"""
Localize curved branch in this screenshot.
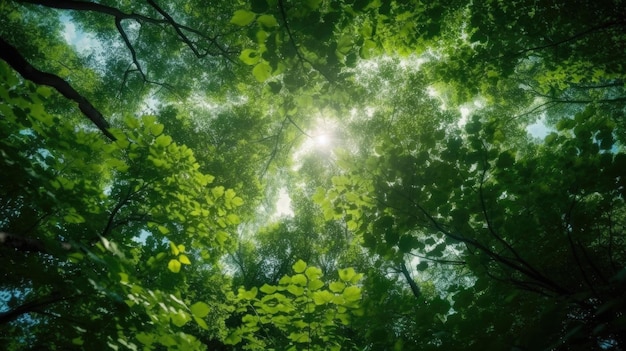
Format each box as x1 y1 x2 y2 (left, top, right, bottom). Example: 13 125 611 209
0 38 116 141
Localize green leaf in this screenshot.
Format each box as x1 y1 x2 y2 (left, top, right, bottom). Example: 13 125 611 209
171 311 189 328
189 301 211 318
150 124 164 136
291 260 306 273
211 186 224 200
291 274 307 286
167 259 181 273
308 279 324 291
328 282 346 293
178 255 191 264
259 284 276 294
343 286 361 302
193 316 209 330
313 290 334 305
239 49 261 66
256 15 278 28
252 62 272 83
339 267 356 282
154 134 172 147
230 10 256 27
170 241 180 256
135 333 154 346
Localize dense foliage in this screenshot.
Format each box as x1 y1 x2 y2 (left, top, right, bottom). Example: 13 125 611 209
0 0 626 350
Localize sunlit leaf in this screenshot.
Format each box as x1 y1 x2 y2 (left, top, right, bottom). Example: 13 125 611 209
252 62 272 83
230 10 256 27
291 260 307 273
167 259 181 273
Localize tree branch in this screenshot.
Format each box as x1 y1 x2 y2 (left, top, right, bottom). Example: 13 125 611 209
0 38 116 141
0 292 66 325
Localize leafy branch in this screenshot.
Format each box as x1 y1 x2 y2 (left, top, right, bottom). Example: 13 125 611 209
"""
"""
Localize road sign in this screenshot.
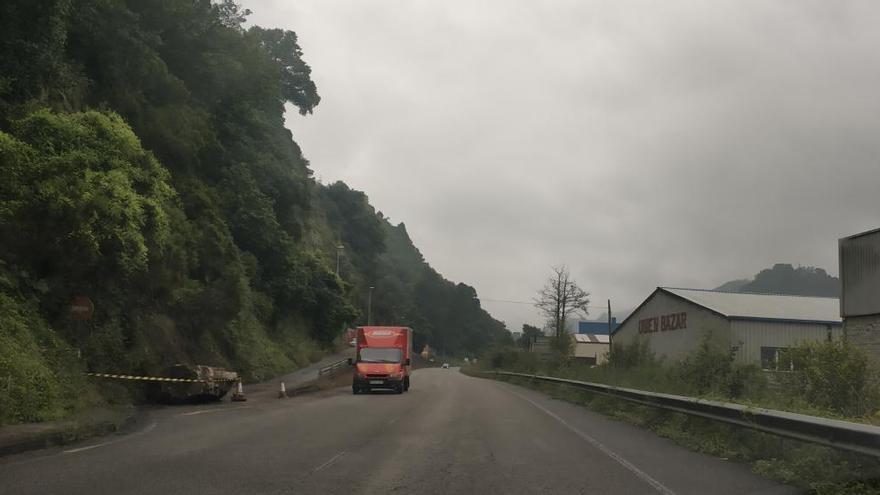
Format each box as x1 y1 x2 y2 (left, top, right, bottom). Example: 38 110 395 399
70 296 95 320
"""
"""
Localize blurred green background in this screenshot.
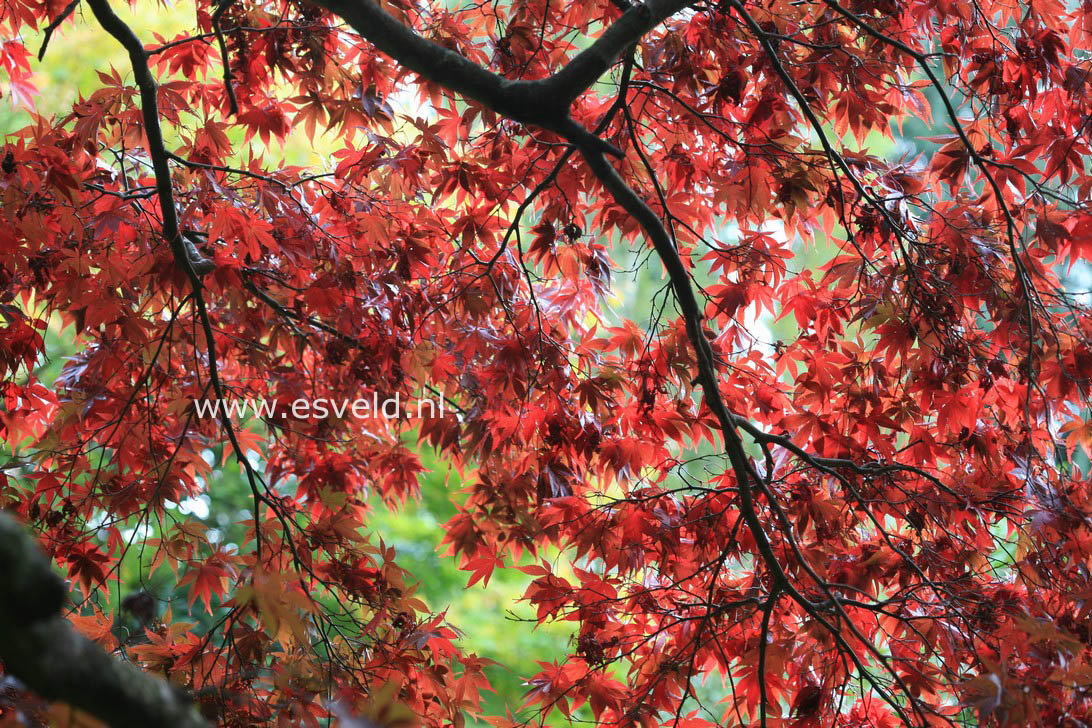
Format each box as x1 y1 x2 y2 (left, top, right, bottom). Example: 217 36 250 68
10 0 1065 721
"""
_Aim of the task_. Quote word for word the part of the rows that opens with the line containing "Localize blurred green" and closes with the line containing "10 0 1065 721", leaving out the pictures.

_Output below_.
Localize blurred green background in this screenshot.
Format each box as x1 y1 x2 y2 (left, top, right, bottom). Example: 217 36 250 68
10 0 1065 721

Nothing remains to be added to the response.